▶ Goal
Render every line of the material below as a numbered list, omitting blank lines and leaving the pictures out.

A series of records:
++++++
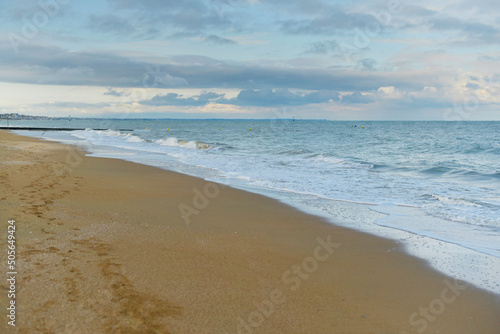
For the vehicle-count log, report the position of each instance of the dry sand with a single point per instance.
(103, 248)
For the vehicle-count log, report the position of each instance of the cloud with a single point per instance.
(246, 97)
(357, 97)
(56, 65)
(112, 92)
(174, 99)
(213, 39)
(324, 47)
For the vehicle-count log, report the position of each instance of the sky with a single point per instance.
(308, 59)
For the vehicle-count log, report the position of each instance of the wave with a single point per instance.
(173, 141)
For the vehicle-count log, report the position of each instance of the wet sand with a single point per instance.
(102, 247)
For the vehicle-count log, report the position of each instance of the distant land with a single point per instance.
(19, 117)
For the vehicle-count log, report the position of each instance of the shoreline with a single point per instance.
(106, 237)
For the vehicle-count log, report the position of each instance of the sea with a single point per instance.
(434, 187)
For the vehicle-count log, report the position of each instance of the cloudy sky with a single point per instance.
(339, 60)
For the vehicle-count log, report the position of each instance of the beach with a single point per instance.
(110, 246)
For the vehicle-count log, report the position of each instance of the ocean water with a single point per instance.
(432, 186)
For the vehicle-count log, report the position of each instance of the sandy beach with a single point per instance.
(108, 246)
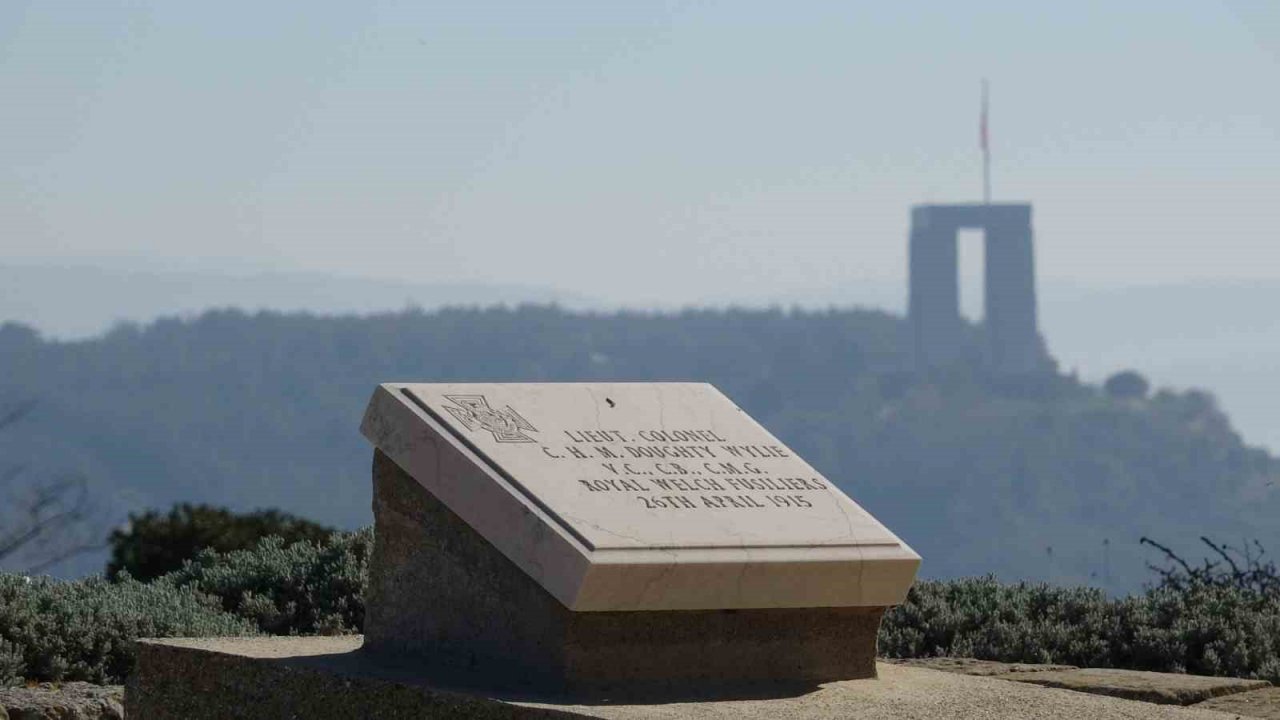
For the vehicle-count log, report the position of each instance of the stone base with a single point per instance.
(330, 679)
(440, 595)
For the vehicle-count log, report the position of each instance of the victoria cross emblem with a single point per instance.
(475, 413)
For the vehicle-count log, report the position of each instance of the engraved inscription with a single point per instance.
(685, 469)
(475, 413)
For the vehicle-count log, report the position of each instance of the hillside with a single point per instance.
(1050, 479)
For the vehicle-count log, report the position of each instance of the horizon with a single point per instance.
(489, 144)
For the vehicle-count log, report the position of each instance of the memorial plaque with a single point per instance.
(639, 496)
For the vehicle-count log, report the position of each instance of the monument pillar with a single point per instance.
(935, 290)
(1014, 345)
++++++
▶ Finished exercise
1. For the vehicle-count log, report the position of each instance of the dry sand with a single point per instance.
2. (103, 248)
3. For the vehicle-count log, report the position of each instance of the cloud with a single point per instance.
4. (246, 97)
5. (357, 97)
6. (56, 65)
7. (112, 92)
8. (174, 99)
9. (213, 39)
10. (324, 47)
11. For the vehicle-count log, report the position of each instance of the sky with a single point per instance.
12. (308, 59)
13. For the vehicle-count log, report the position of each instance of the wave with a single point per instance.
14. (173, 141)
15. For the vehicle-count log, report the position of each instance of the wet sand with a single point per instance.
16. (102, 247)
17. For the vehicle-count log, report the position of each instance of the distant land with a single point per instance.
18. (19, 117)
19. For the vehicle-count log, report the position of each instance of the shoreline with a single point per instance.
20. (106, 237)
21. For the vehicle-count log, report the position of each instance of the sea with a single point per instance.
22. (434, 187)
23. For the vehicle-count log, report the position of each instance of the cloudy sky with a single point per instance.
24. (339, 60)
25. For the vehicle-count log, report the position of each instance of the beach with a single point per instance.
26. (110, 246)
27. For the vehicle-count log, report the position of each instance of the ocean water with a single point per instance.
28. (432, 186)
29. For the vehicle-count log, report the position of each instance of the sandy beach with a single point per instance.
30. (108, 246)
31. For the vehicle-count log, report the position of each instance of the stone base with a single point per instance.
32. (330, 679)
33. (440, 595)
34. For the vehicle-count log, report the position of each instance of the victoria cross emblem with a single point per instance.
35. (475, 413)
36. For the vehicle-count log, report the position of each instance of the engraved inscription with a single point per instance.
37. (685, 469)
38. (475, 413)
39. For the vehicle-count log, report the position of each instance of the hillside with a single point per instance.
40. (1050, 479)
41. For the vehicle-count log, report the position of each instance of the horizon with a single point per instance.
42. (489, 144)
43. For the vehicle-count log, report the position of each instance of the memorial plaque with a single point per instance.
44. (639, 496)
45. For the vehicle-count log, report the position of each instance of the monument pillar with a single point per instance.
46. (935, 290)
47. (1014, 345)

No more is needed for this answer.